## Document extract
####################

Monday, January 12, 2009

Are We Being Hustled?

By Alan Caruba

I am perhaps naïve, but I can’t shake the feeling that the politicians are once again hustling us all with the endless talk about “bailouts” and “TARP” and the constant repetition that the nation is in a deep recession and that billions must be spent to escape it before a depression sets in.

I am well aware that some banks have failed, that AIG the giant insurance firm could not be allowed to fail without taking whole national economies with it, that there are foreclosures on homes when the owners could not pay their mortgages, and that there is something in the area of 7% unemployment. To me, however, that reads like 93% of the working population remains employed.

The problem comes down to getting the banks to begin lending again and, apparently, having thrown $350 billion at them—no strings attached—they still aren’t doing that. The nation got into this mess when banks and mortgage lenders were compelled by law to make bad loans so it is unlikely they are in much of a mood to starting lending again. Let’s begin by repealing or rescinding those bad laws.

####################

## Data supplied
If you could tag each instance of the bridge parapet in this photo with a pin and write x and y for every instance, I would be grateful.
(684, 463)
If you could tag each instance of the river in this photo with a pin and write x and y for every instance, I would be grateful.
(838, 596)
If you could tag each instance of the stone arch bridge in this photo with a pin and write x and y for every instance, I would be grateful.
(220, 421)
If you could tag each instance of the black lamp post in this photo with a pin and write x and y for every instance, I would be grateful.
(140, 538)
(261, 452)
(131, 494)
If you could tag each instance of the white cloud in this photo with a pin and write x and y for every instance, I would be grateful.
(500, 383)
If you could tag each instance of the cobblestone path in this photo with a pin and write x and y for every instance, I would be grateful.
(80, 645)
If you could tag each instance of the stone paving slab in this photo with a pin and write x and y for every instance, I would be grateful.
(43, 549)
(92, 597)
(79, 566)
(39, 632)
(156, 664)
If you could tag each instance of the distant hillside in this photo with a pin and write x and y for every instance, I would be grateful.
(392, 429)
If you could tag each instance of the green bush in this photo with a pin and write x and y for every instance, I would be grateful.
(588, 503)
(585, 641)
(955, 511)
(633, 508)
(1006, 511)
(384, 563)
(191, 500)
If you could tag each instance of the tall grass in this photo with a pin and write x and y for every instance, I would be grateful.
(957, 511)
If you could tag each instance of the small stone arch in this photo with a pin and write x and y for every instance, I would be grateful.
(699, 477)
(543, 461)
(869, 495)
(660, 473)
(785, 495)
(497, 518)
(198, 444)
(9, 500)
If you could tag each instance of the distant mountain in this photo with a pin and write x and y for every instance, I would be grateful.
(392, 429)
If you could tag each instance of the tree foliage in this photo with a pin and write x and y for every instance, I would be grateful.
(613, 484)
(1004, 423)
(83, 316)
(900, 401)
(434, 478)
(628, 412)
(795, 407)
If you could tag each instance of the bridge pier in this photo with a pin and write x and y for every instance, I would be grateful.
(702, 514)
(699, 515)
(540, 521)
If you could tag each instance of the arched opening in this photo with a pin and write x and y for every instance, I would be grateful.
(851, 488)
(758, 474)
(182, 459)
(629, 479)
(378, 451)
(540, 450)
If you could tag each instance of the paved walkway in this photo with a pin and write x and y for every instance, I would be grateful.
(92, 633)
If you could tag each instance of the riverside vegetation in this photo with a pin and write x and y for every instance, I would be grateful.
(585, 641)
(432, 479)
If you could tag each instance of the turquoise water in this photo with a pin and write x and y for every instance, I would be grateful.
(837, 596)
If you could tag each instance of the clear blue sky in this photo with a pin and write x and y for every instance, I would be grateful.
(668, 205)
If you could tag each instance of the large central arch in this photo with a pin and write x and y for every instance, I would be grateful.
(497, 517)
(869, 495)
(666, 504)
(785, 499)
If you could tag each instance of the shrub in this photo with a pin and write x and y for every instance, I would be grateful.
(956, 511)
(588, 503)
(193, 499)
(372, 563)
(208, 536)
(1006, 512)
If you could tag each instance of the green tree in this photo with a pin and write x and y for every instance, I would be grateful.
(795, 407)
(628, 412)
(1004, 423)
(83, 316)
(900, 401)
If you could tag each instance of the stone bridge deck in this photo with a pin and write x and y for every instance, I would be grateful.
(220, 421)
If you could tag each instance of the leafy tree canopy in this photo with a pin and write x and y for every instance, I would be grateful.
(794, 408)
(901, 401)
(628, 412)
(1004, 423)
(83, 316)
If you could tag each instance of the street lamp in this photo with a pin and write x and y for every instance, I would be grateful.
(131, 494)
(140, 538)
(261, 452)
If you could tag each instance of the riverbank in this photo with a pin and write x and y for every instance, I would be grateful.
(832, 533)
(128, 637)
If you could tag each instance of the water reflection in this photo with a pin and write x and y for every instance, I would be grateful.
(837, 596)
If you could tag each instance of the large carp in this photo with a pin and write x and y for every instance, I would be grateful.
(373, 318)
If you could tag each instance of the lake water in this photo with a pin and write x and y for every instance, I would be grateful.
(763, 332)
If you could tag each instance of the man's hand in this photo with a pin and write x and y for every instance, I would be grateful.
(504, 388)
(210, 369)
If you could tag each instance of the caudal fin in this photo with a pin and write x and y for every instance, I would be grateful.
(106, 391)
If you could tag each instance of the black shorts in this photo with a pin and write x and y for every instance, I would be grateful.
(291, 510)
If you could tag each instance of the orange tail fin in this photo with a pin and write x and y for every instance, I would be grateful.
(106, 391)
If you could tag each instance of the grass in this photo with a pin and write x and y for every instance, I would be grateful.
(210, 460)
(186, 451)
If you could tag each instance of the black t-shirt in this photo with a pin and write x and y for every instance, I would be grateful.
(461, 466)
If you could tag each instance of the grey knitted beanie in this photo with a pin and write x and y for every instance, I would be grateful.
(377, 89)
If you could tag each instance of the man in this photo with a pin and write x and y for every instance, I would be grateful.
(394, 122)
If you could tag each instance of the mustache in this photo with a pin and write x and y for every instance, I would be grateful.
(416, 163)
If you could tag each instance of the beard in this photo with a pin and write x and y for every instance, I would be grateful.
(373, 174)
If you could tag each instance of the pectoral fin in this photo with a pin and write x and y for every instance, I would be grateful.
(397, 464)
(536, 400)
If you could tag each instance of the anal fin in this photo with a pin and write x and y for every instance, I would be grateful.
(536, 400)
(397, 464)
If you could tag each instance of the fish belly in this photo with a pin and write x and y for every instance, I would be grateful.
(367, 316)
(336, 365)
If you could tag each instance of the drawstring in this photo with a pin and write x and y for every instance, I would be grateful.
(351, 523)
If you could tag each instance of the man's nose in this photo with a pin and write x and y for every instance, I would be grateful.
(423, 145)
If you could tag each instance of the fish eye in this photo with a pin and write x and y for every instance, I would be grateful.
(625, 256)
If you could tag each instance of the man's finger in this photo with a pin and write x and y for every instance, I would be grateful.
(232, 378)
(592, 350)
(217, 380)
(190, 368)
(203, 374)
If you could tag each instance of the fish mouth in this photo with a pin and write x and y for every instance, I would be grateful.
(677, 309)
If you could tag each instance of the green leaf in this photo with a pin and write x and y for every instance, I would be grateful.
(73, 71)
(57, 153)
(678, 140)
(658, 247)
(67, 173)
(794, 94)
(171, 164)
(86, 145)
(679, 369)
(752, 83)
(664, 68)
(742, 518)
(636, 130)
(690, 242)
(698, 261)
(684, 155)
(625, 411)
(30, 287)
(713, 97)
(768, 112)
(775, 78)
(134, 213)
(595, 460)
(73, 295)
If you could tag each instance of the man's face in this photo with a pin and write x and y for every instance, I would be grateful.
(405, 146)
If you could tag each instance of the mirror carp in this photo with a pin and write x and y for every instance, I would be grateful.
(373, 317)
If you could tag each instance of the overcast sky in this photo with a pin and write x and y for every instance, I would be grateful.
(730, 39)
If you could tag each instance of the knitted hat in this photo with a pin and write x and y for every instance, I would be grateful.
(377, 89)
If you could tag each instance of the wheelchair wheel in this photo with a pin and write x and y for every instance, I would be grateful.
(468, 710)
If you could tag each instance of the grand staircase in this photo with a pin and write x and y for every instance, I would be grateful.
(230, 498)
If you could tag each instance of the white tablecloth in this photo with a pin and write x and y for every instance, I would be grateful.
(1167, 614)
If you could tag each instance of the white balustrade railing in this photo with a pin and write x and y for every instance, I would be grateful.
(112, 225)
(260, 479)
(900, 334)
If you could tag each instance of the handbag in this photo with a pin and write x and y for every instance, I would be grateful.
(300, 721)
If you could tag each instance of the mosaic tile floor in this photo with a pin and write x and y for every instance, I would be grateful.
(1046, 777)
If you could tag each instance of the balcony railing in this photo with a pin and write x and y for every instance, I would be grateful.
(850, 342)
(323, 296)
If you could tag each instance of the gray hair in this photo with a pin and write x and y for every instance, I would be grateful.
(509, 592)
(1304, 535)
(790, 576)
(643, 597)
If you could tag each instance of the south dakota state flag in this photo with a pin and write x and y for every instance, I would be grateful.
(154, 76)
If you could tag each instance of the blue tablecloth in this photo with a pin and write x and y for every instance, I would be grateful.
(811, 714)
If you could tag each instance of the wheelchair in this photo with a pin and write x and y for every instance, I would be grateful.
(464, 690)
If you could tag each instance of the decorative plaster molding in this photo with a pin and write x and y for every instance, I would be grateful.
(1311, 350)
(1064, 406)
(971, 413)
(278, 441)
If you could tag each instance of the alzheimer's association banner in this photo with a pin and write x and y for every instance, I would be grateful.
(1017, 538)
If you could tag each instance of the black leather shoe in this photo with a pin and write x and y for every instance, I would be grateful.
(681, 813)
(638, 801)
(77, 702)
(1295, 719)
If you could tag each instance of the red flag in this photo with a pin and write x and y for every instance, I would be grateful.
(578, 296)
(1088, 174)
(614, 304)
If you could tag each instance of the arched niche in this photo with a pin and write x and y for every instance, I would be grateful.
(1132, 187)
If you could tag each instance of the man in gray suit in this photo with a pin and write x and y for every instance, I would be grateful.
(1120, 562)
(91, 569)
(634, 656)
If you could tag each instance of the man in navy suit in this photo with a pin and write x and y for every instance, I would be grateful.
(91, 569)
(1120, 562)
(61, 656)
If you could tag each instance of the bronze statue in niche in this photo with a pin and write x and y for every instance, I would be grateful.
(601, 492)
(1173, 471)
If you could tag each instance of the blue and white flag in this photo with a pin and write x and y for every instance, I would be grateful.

####################

## Complete the following
(a) According to the bailout column, how much money was given to the banks?
(b) Transcribe the stretch of the bailout column from "By Alan Caruba" through "depression sets in.", word for word.
Rely on the column alone, drawing on no outside knowledge.

## Outputs
(a) $350 billion, with no strings attached.

(b)
By Alan Caruba

I am perhaps naïve, but I can’t shake the feeling that the politicians are once again hustling us all with the endless talk about “bailouts” and “TARP” and the constant repetition that the nation is in a deep recession and that billions must be spent to escape it before a depression sets in.